**Text segment:**
+ + +

With regard to CI, the daily dosing regimens in the setting of FOS monotherapy were 12 g [4, 22], 18 g [4] and 24 g [30, 33], while FOS in combination with carbapenems was evaluated at daily dose of 16 g [23], resulting active against Pseudomonas aeruginosa in two studies [23, 30] and Escherichia coli extended-spectrum beta-lactamase (ESBL)-producing, but not against carbapenem-resistant P. aeruginosa.

With regard to PI, seven different dosing regimens were evaluated. A schedule of 12 g per day (4g q8hr PI) was evaluated in two studies against non-MDR isolates, administered as monotherapy [23] or combination therapy [22]. FOS monotherapy 16 g per day, administered either as 4 g q6hr PI [28, 29] or 8 g q12hr PI [28], resulted active against non-MDR isolates in two studies. Administration of 18 g per day (6 g q8hr PI) was evaluated in a PK model simulation [25] and in the ZEUS trial [31, 32]. Finally, dosing regimens of 24 g per day, either as 4 g q4hr PI [23], 6 g q6hr PI [24, 26, 27], or 8 g q8hr PI [24, 27,28,29], resulted active also against MDR isolates.

When FOS given as monotherapy did not result to be active, this was due to the emergence of resistant strains [4, 22, 26]. FOS resistance occurred later when FOS was administered in CI compared with intermittent infusion [23, 26]. The administration of FOS with another active antibiotic was able to overcome resistance in most cases obtaining sustained bactericidal effect [23, 26].

+ + +

**Source material:**
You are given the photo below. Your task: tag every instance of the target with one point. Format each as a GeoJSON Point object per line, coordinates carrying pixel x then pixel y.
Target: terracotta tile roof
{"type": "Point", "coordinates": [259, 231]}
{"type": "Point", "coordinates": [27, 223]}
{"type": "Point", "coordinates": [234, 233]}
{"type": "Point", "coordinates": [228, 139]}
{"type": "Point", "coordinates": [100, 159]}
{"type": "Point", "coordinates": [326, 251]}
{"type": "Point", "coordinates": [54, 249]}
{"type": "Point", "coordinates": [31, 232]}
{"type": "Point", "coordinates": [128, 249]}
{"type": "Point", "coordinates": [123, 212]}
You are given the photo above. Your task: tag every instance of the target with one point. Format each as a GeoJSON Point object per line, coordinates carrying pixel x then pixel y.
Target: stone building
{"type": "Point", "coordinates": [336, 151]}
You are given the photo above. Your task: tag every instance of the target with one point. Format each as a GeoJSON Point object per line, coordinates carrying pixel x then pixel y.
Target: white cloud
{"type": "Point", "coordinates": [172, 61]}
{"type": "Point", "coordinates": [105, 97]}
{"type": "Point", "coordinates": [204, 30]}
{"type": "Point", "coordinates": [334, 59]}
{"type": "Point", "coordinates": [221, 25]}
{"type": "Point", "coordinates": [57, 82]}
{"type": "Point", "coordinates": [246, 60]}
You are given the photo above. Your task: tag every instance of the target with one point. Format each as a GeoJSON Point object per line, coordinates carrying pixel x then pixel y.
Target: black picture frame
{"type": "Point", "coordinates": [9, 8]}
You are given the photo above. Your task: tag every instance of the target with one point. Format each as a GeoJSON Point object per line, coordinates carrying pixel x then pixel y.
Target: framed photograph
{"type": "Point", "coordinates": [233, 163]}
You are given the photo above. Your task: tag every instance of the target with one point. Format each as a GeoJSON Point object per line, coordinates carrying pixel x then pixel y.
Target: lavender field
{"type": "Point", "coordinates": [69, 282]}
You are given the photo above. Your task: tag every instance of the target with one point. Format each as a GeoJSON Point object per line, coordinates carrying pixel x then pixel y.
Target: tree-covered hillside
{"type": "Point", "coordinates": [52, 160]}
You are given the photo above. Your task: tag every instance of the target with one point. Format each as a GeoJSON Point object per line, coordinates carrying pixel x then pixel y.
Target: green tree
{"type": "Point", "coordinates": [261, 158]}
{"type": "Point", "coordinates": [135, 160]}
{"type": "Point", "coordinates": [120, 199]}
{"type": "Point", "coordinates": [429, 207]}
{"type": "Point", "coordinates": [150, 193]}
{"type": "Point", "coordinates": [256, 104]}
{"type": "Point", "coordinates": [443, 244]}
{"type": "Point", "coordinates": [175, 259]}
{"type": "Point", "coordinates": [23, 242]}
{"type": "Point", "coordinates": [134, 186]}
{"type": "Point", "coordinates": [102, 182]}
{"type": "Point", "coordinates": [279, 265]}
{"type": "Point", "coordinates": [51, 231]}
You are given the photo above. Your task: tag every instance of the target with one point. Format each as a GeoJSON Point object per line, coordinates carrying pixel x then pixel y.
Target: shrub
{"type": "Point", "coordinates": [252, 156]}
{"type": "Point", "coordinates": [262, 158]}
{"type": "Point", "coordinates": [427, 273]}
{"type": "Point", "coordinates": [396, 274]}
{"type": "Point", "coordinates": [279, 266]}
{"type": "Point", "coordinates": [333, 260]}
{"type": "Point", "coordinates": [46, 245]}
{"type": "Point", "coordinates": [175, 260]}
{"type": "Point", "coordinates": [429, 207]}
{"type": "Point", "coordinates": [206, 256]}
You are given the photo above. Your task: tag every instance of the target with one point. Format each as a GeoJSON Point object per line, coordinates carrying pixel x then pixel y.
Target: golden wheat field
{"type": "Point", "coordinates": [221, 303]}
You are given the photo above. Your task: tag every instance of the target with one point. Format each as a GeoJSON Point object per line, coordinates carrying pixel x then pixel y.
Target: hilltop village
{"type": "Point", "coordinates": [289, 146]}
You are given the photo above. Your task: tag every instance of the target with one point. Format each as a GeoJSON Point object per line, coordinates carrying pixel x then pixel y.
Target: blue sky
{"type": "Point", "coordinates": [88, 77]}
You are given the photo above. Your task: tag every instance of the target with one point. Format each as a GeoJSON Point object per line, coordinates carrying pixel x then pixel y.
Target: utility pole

+ + +

**Activity:** According to the text on FOS dosing regimens, what caused FOS monotherapy to fail when it was not active?

**Written response:** The emergence of resistant strains.